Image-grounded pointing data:
..........
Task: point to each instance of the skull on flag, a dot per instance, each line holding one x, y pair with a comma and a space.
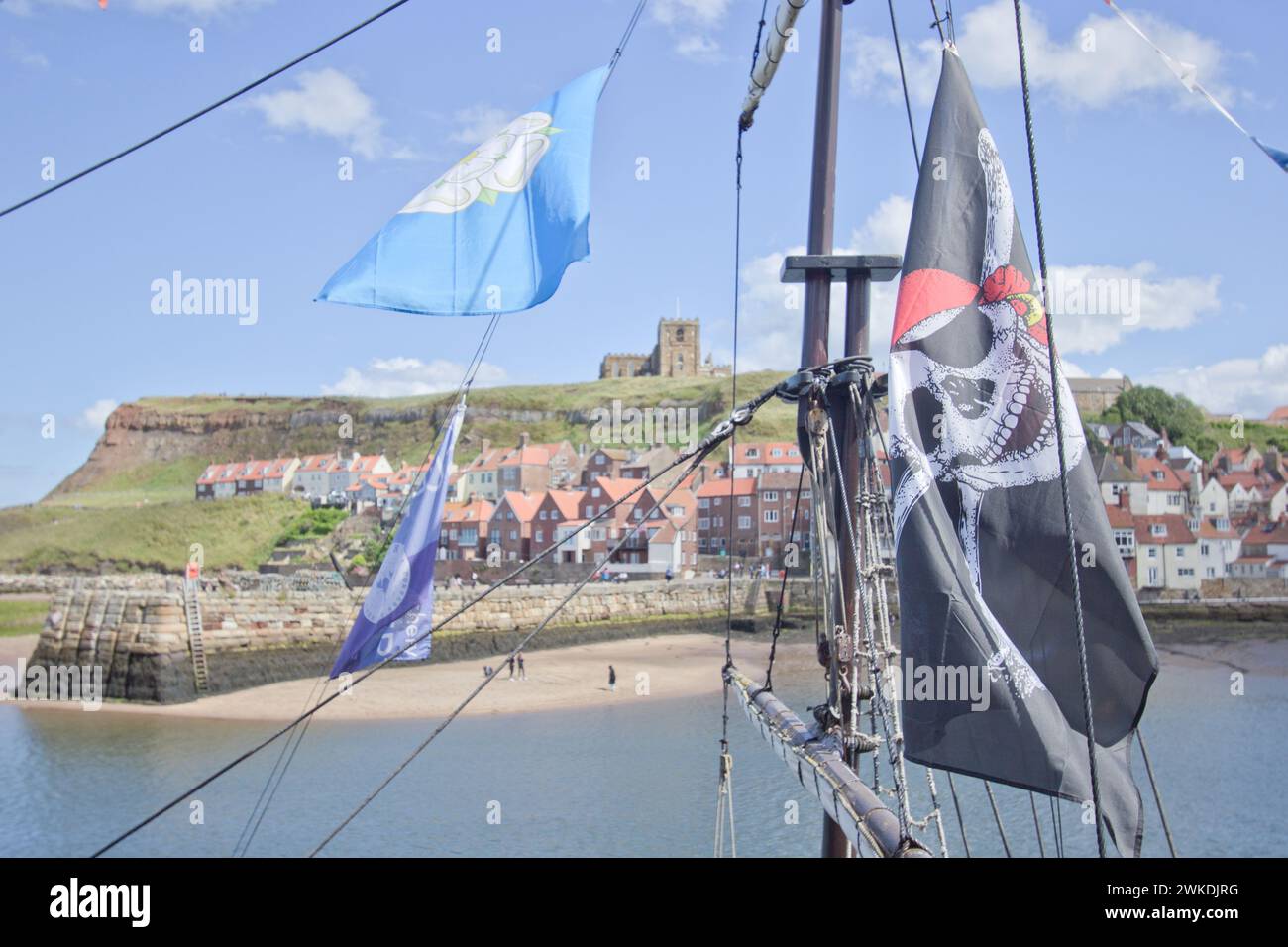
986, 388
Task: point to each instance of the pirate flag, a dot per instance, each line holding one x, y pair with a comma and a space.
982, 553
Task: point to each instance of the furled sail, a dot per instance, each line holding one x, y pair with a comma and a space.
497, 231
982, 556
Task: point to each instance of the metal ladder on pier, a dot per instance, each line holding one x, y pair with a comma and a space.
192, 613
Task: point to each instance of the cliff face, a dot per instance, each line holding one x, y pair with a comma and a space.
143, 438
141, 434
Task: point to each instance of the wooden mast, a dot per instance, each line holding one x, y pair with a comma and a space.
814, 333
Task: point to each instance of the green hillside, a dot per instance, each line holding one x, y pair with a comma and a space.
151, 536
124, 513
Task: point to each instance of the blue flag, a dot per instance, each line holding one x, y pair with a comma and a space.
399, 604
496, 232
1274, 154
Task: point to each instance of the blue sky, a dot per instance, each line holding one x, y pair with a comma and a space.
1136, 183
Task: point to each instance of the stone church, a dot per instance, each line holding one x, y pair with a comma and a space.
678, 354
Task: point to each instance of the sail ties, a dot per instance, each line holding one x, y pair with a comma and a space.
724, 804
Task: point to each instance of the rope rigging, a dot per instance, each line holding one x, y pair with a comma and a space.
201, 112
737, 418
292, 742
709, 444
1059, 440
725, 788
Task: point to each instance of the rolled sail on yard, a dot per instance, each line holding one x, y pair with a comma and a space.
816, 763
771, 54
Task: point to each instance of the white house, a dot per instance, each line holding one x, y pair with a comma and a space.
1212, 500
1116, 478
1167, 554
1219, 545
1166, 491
..........
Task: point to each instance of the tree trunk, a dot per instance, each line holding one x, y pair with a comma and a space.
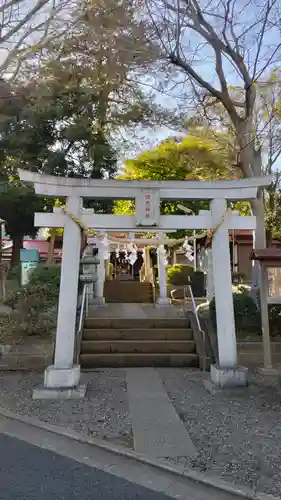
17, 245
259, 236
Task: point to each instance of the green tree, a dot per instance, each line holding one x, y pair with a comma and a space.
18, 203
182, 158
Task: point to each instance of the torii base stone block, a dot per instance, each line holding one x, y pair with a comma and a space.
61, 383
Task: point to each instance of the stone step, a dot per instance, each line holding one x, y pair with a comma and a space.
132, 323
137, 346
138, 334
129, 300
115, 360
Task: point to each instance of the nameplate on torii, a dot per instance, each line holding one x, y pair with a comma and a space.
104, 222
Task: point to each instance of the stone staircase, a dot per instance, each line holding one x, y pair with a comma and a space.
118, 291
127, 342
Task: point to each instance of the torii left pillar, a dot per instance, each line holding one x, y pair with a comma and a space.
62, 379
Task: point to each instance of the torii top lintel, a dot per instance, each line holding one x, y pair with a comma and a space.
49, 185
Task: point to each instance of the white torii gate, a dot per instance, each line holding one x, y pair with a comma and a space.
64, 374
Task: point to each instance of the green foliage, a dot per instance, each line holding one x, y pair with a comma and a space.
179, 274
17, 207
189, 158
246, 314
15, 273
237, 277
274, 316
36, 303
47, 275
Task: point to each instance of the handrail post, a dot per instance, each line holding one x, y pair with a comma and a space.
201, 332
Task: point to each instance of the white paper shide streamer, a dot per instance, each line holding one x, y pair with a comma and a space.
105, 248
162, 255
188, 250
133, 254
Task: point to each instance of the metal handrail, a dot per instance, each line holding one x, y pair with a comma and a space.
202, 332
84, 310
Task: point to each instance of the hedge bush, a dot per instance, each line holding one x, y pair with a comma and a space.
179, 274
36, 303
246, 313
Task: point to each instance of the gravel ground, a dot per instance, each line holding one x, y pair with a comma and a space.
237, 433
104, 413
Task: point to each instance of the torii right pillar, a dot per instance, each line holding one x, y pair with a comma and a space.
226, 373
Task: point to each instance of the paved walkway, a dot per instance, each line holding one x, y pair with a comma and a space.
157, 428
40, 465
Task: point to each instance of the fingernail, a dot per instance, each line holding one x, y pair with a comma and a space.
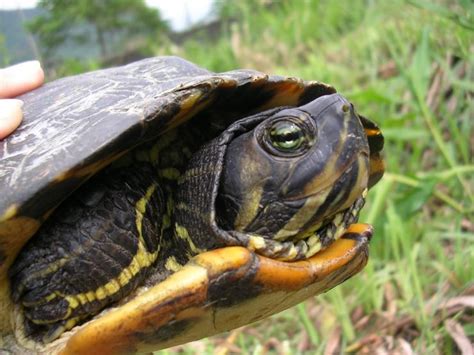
..........
ASSIGNED TASK> Reproduce the lines of the entries above from the one with "Task: point to each instance of the torii left" to the one with "Task: point to each instance of the fingernail, a", both included, exactly and without any other line.

TASK OUTPUT>
Task: point to each instance of the torii left pillar, a dot per instance, each line holding one x, y pair with a comma and a space.
62, 379
Task: point to each instance of the torii top lintel, a dot per instance, each line holding one x, y pair with a comma and a space.
49, 185
Task: point to each instance of the white torii gate, a dot per instance, each line holding one x, y pair with a comma and a space.
64, 374
Task: point to each instance of the green foliage, a dot per instance, each line holding one x, y pair with a comma and a space.
179, 274
17, 207
189, 158
246, 314
15, 273
237, 277
274, 316
36, 303
47, 275
Task: point to each instance of the handrail post, a dot per instance, each line holding one x, y pair with a comma and a space.
201, 332
Task: point to each instance of the white paper shide streamer, a dot per instance, each line holding one x, y pair with a comma and a space.
105, 248
162, 255
188, 250
133, 254
Task: point to each instance of the metal handrail, a dot per instance, each line holding one x, y pair with a comma and a space.
202, 332
84, 310
Task: point to each instance of the hedge bush, a dot per instance, each line holding one x, y pair with a comma and a space.
179, 274
36, 303
246, 313
Task: point to each instance of the gravel ground, a dot per instance, each line holding one x, y pair with a comma and a space.
237, 433
104, 413
Task: point to each instance of the torii right pillar, a dot per instance, each line holding one x, y pair with a comma and a space.
226, 373
Task: point to each instance of the paved walkway, a dot per instance, each line holding one x, y pair with a comma and a space.
157, 428
40, 465
Task: point to each instance of the fingernail, a dot per instance, each line holding one x, y pair with a comma and a space.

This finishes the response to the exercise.